------ SEÇÃO DE DADOS ------

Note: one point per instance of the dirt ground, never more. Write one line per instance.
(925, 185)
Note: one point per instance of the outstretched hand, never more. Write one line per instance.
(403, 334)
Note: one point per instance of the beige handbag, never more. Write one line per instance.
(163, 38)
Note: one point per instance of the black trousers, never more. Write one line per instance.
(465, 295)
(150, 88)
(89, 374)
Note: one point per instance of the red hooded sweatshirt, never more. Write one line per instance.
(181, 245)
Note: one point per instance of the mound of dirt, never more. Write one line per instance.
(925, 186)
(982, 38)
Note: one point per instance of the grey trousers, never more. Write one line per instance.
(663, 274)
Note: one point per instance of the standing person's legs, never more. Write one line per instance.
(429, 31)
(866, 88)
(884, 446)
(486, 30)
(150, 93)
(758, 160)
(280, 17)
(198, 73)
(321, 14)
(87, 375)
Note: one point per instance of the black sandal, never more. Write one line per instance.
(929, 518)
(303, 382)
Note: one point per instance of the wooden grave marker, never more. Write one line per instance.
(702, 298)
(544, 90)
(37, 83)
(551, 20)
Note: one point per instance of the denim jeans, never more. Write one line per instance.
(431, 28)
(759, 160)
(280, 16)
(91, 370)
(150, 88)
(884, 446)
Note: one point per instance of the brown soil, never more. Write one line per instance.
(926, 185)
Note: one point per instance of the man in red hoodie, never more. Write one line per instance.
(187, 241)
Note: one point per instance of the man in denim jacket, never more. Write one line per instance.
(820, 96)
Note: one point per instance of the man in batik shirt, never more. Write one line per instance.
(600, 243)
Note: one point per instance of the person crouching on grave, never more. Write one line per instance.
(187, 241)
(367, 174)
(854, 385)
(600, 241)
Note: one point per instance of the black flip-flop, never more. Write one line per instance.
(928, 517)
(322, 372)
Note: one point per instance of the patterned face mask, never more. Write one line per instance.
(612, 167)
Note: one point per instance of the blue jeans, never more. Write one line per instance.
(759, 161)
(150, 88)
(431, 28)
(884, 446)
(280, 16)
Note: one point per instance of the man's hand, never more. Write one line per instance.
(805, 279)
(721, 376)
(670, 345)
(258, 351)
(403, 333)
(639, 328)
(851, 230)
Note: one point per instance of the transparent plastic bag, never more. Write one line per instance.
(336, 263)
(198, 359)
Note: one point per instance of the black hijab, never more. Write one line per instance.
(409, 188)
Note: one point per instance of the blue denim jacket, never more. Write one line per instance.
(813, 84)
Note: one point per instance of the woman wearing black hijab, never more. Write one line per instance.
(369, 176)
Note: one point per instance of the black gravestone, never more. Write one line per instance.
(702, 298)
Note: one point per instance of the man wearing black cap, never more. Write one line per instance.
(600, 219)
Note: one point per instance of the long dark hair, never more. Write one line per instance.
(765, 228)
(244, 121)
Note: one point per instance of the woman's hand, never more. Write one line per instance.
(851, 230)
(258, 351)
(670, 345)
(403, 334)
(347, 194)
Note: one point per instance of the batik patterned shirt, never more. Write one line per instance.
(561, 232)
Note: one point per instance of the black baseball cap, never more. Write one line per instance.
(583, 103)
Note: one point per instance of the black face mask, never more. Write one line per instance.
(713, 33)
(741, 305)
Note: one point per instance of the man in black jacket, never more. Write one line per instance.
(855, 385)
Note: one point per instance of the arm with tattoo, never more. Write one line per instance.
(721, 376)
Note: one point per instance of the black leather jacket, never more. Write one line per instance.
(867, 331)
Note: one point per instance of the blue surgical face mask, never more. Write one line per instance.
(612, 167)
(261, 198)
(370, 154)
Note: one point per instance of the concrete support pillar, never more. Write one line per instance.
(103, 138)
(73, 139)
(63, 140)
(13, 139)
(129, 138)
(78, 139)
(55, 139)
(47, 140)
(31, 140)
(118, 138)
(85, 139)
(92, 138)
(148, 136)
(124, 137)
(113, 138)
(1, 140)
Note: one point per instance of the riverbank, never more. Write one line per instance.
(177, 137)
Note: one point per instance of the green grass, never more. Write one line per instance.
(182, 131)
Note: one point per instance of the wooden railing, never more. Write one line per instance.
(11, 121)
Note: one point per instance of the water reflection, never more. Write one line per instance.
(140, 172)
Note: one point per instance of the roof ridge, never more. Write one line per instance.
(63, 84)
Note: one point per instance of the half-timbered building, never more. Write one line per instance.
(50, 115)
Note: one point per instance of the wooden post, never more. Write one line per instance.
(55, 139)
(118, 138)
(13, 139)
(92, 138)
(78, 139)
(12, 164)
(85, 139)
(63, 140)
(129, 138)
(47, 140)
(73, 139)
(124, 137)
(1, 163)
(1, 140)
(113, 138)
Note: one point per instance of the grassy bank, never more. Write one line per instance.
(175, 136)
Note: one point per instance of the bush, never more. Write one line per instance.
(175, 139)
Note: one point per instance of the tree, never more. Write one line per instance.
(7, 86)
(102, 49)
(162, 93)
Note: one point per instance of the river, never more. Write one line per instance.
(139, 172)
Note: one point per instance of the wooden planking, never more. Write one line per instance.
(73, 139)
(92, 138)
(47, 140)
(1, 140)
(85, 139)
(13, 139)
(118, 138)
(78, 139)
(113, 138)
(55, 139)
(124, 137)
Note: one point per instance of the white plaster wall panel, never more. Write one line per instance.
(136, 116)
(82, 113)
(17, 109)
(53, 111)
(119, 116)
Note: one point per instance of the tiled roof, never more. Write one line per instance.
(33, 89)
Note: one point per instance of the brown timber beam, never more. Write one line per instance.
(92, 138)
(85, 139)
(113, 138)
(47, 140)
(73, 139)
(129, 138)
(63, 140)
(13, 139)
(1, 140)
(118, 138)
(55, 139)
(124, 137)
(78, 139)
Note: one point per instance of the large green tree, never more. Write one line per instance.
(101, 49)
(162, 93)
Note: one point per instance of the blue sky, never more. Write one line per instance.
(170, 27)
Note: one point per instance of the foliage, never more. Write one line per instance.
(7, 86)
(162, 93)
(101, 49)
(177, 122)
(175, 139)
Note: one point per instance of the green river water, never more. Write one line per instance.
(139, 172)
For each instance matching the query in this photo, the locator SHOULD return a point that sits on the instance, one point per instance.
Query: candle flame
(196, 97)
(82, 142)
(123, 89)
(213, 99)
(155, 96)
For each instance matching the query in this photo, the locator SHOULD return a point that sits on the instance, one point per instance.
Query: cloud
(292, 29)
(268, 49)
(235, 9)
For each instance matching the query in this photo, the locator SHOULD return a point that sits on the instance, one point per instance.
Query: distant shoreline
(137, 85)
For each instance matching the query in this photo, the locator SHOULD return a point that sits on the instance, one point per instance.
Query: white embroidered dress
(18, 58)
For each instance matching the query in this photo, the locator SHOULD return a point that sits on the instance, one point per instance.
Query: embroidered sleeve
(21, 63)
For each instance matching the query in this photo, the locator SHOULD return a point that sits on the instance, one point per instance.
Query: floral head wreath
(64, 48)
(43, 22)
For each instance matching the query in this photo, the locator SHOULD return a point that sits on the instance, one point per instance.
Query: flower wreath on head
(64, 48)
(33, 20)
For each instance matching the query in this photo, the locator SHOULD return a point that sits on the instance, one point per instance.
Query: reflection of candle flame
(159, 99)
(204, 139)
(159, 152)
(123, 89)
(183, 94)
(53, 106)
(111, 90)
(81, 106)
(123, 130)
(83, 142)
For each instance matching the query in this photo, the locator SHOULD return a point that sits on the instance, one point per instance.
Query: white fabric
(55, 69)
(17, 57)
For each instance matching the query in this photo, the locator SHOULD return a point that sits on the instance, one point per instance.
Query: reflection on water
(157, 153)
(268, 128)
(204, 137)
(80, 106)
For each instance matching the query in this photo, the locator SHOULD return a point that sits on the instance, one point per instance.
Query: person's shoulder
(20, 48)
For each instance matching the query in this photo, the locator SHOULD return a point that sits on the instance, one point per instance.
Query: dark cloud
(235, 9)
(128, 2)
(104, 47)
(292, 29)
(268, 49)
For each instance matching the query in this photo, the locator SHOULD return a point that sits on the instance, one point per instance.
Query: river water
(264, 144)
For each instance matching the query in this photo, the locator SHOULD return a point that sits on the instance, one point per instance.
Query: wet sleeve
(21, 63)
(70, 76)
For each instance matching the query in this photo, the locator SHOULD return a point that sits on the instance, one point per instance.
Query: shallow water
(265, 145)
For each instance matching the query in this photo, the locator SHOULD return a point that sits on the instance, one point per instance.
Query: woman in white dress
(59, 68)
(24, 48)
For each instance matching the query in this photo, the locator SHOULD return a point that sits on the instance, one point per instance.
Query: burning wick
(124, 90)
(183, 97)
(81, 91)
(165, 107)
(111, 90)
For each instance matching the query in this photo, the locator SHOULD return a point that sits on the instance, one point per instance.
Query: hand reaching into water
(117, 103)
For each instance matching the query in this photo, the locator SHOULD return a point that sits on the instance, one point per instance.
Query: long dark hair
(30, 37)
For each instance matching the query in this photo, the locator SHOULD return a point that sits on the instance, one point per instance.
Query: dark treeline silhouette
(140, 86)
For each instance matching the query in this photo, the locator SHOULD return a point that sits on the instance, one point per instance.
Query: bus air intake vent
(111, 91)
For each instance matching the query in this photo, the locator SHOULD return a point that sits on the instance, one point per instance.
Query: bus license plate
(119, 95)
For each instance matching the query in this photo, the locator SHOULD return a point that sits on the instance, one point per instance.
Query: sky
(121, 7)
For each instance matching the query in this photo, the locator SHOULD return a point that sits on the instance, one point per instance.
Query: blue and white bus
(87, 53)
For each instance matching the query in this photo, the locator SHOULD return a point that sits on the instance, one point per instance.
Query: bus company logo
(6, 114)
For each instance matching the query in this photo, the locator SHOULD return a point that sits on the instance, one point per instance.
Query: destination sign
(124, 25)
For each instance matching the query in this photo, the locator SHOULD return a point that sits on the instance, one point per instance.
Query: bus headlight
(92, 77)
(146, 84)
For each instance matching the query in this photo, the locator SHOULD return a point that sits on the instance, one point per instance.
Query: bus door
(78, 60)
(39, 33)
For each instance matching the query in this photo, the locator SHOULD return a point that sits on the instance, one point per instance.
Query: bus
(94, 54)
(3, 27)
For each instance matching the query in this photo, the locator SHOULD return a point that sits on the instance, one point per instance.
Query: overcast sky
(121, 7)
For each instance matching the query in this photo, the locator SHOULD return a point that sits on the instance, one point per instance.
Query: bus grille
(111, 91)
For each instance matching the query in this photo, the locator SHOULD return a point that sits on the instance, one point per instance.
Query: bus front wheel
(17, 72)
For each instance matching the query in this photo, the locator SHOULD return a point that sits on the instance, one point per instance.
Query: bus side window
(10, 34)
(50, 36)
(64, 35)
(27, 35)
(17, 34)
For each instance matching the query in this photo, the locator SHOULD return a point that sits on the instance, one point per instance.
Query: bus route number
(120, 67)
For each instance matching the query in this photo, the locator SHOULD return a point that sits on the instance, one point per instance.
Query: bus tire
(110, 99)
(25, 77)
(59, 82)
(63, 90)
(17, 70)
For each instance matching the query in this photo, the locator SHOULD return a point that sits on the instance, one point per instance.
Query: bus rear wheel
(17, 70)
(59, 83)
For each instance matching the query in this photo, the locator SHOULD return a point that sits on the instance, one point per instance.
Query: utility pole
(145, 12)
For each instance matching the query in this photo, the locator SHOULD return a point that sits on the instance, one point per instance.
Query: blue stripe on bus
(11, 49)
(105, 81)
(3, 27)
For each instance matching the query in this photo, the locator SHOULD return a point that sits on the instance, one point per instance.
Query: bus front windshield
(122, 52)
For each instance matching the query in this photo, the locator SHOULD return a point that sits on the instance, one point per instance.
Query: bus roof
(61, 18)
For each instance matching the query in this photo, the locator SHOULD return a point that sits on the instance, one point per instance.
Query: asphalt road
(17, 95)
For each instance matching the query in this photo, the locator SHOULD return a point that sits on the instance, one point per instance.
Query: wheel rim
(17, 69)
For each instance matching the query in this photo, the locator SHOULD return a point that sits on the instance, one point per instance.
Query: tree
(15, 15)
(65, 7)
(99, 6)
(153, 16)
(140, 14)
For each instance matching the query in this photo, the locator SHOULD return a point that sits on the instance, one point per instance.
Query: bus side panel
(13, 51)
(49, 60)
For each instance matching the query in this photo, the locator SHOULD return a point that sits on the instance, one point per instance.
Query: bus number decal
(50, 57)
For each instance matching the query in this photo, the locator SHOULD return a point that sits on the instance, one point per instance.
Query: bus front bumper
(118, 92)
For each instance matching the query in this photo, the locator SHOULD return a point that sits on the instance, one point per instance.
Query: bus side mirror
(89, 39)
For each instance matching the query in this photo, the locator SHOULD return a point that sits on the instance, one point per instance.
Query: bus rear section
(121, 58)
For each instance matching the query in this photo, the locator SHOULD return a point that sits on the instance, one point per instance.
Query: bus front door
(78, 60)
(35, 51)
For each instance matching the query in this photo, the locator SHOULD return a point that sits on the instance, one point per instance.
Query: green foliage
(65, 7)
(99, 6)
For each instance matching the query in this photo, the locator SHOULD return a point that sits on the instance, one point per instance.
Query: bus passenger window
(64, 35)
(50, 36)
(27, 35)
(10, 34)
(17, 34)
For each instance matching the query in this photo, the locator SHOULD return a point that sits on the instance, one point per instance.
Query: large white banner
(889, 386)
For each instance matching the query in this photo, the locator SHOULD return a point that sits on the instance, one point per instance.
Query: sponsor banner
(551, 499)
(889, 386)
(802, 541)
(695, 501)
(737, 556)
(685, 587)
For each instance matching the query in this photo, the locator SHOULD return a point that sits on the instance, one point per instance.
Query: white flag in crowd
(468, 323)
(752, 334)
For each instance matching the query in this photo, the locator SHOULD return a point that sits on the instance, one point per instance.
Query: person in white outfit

------

O QUE PRODUZIR:
Extraia das entradas acima cada linha que contenha a palavra "number".

SOLUÇÃO DA TAREFA:
Query: bus route number
Query: bus number decal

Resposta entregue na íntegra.